== Data for the task ==
--- Begin ---
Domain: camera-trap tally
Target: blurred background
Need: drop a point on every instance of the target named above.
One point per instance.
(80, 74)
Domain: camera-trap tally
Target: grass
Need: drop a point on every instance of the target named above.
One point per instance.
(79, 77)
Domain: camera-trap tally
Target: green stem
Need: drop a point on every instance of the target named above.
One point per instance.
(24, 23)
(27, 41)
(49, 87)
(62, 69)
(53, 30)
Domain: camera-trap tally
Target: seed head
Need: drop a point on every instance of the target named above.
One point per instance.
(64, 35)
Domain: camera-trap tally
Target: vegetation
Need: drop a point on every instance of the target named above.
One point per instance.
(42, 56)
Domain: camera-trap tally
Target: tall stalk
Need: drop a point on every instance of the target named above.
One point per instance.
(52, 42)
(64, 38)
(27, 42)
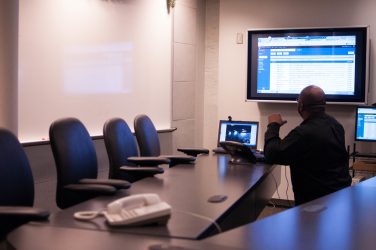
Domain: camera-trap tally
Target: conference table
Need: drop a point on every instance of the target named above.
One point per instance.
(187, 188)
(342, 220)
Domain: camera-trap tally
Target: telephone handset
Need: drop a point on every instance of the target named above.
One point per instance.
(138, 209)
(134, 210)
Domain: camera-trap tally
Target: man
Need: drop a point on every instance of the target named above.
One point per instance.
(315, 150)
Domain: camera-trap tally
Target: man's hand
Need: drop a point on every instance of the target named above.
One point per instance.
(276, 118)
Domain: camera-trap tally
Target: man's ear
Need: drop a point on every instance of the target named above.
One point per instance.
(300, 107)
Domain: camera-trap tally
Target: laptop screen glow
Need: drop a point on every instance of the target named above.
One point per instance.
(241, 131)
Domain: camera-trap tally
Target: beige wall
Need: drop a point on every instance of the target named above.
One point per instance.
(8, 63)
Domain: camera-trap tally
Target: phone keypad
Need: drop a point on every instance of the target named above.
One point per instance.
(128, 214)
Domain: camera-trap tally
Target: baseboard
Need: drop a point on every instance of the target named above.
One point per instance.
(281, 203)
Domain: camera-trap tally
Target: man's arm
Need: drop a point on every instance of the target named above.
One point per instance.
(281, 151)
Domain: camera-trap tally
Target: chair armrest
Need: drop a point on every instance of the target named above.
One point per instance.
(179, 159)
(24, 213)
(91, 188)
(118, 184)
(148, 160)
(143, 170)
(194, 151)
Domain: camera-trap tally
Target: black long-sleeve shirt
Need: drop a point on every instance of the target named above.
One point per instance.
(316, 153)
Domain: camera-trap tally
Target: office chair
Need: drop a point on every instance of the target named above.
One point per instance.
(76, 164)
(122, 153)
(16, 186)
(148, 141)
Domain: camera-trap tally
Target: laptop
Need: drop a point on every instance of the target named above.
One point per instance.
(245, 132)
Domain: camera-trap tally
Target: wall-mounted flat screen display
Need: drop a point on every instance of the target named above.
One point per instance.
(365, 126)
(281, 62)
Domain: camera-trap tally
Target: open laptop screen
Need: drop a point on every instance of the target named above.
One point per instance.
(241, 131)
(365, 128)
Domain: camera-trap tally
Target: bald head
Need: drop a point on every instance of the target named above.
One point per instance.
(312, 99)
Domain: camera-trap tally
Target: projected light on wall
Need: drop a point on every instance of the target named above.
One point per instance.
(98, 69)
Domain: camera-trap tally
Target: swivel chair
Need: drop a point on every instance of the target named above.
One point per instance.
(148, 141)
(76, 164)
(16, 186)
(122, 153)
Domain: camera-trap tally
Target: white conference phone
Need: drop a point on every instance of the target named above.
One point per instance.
--- End ---
--- Begin ---
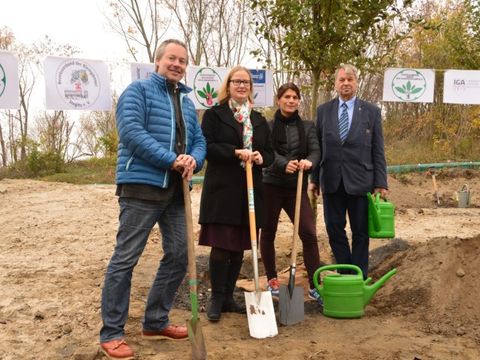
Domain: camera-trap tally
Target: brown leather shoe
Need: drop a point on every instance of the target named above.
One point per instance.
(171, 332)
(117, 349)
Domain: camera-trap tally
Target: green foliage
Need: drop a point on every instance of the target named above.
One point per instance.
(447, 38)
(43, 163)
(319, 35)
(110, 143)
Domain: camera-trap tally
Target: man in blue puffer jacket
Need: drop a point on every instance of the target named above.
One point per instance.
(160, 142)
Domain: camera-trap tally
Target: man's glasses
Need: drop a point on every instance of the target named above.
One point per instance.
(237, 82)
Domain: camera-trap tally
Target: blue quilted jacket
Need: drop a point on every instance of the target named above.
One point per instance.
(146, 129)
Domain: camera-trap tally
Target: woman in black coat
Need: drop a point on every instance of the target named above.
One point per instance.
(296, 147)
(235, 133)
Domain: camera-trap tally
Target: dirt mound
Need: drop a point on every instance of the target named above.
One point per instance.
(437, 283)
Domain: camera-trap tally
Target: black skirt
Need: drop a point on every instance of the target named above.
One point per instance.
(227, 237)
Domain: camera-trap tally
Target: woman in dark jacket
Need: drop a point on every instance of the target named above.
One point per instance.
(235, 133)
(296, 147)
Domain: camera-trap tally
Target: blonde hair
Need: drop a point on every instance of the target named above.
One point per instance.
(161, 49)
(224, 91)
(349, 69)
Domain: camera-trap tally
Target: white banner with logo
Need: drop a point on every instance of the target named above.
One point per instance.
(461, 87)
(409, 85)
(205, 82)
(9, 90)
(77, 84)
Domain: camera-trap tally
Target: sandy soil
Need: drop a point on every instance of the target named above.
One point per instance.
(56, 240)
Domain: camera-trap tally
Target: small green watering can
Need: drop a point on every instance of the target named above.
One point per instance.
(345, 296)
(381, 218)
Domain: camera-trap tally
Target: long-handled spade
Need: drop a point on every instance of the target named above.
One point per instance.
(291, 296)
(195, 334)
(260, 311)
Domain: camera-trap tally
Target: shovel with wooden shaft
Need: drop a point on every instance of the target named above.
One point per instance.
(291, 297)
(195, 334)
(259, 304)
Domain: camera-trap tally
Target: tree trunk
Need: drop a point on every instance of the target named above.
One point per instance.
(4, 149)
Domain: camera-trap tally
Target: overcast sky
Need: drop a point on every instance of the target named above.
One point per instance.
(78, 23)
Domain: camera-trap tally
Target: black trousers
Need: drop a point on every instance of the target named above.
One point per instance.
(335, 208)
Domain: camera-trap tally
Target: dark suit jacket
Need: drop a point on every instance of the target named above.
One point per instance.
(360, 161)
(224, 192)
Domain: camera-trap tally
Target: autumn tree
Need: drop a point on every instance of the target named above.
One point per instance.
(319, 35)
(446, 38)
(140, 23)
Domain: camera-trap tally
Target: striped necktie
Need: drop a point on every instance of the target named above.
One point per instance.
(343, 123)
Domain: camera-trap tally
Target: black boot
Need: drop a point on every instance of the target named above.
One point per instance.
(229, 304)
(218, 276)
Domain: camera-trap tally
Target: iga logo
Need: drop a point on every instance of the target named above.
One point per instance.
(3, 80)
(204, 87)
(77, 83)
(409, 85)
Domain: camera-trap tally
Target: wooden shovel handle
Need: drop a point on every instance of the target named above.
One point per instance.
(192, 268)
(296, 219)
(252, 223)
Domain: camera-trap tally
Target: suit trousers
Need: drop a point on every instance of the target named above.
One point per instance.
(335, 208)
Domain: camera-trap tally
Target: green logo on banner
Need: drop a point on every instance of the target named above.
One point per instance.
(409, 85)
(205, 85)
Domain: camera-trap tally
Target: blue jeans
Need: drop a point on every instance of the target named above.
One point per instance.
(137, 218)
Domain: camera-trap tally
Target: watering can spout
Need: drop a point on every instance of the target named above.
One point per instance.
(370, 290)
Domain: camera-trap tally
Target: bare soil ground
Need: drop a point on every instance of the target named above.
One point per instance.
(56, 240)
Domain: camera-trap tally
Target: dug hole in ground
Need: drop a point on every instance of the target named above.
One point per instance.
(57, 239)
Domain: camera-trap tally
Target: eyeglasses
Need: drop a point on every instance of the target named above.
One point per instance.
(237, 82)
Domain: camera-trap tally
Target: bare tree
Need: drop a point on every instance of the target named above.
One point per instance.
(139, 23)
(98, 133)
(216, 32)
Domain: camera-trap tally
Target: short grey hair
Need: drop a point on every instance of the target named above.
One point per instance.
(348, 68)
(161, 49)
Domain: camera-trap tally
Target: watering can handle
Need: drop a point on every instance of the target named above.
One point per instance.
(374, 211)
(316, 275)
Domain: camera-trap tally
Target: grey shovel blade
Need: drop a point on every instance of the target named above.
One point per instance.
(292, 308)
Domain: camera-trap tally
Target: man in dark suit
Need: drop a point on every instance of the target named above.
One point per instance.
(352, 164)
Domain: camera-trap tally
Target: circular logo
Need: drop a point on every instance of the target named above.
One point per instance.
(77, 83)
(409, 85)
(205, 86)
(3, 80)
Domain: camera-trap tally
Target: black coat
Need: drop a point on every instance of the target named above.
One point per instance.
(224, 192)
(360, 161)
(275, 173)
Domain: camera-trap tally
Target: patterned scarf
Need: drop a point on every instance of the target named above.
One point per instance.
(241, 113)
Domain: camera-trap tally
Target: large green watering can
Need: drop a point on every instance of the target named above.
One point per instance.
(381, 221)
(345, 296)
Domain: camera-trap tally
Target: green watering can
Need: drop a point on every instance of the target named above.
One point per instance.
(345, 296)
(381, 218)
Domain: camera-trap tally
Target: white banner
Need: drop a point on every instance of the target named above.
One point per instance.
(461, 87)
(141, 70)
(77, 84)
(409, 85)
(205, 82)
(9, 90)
--- End ---
--- Begin ---
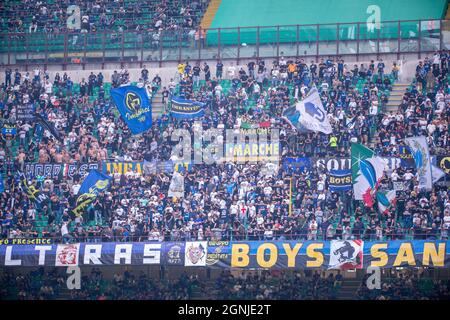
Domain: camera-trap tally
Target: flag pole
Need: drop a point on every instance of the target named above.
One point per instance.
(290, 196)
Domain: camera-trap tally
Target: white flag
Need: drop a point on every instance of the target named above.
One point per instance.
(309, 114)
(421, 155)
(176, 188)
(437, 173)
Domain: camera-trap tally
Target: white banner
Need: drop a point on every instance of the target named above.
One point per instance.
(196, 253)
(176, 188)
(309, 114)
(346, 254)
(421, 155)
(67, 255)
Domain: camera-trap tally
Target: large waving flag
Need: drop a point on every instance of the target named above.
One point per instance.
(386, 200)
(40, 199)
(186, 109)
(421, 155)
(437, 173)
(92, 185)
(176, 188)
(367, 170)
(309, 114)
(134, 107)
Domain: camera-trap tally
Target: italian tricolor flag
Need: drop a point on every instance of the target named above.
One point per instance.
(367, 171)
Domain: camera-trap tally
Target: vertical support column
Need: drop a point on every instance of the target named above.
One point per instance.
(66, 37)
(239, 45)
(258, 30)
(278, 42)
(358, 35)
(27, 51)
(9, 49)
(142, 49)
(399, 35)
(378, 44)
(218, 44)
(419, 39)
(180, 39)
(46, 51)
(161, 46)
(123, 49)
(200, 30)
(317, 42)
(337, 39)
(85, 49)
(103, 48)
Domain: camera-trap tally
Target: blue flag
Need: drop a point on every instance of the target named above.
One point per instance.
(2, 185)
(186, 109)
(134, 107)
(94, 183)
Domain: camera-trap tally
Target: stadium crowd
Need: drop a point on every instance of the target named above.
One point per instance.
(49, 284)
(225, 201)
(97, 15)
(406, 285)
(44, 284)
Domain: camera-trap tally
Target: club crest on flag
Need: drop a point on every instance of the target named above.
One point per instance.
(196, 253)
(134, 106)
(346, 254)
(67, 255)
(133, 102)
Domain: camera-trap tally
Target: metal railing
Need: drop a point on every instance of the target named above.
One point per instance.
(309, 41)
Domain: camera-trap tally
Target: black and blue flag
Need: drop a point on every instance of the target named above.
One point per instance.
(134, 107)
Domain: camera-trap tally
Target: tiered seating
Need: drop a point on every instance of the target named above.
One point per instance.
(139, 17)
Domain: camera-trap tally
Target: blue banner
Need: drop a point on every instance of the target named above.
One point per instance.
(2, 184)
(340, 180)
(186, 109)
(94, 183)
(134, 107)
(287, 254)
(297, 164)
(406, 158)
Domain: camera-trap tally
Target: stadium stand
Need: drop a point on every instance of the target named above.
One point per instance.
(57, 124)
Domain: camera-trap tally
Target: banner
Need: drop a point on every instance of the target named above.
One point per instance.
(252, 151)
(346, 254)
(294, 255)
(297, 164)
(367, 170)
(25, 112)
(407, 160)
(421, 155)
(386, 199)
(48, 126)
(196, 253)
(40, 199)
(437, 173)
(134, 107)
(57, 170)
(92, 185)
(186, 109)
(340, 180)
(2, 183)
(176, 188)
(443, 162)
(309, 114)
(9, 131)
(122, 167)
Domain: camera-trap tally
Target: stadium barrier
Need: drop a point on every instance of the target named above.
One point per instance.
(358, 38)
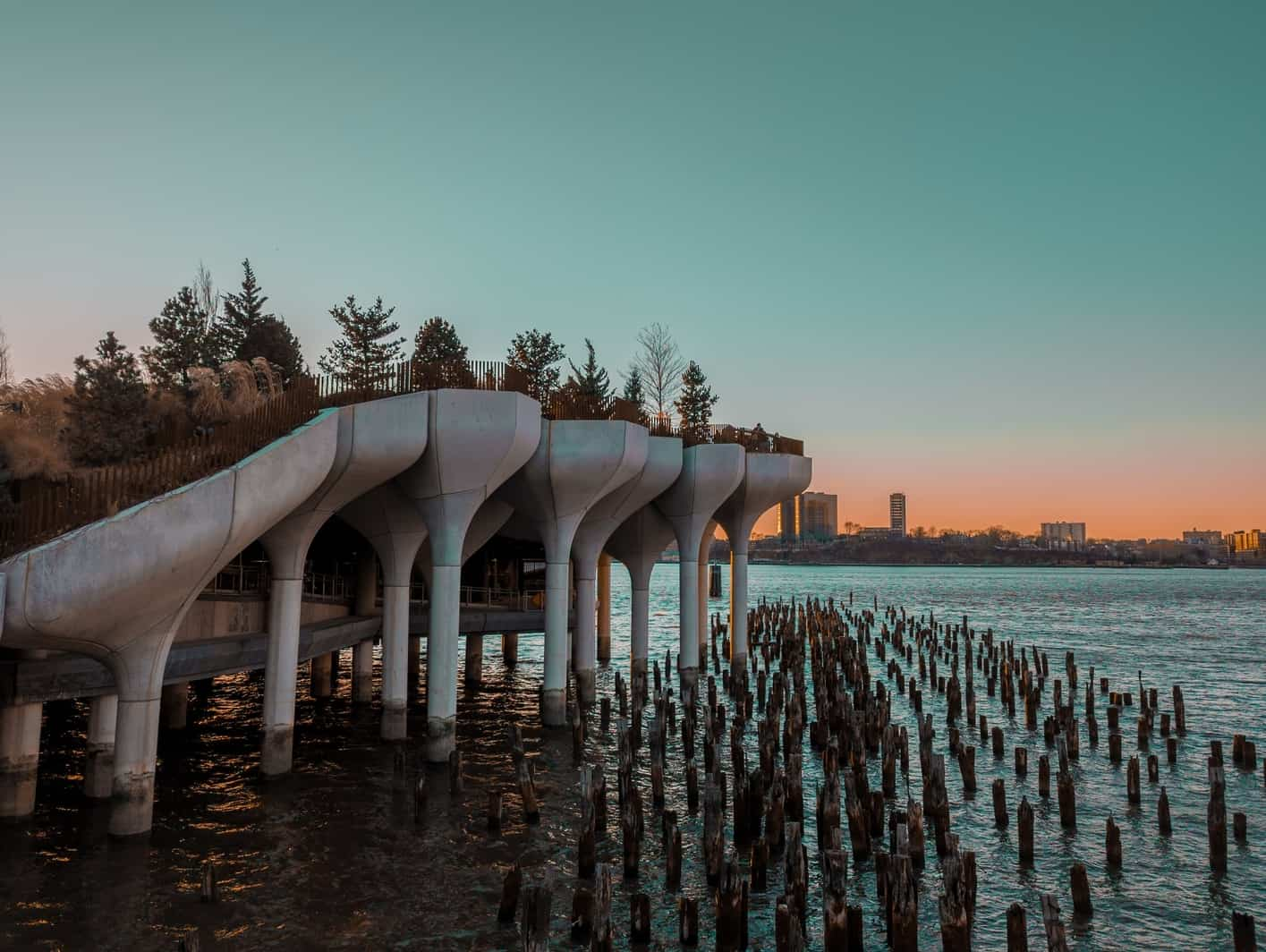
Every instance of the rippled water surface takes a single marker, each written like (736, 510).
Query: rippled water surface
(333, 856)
--- End ---
== Directions ==
Show every line of the records above that contains the string "soil".

== Result ==
Target: sandy soil
Target: bare soil ground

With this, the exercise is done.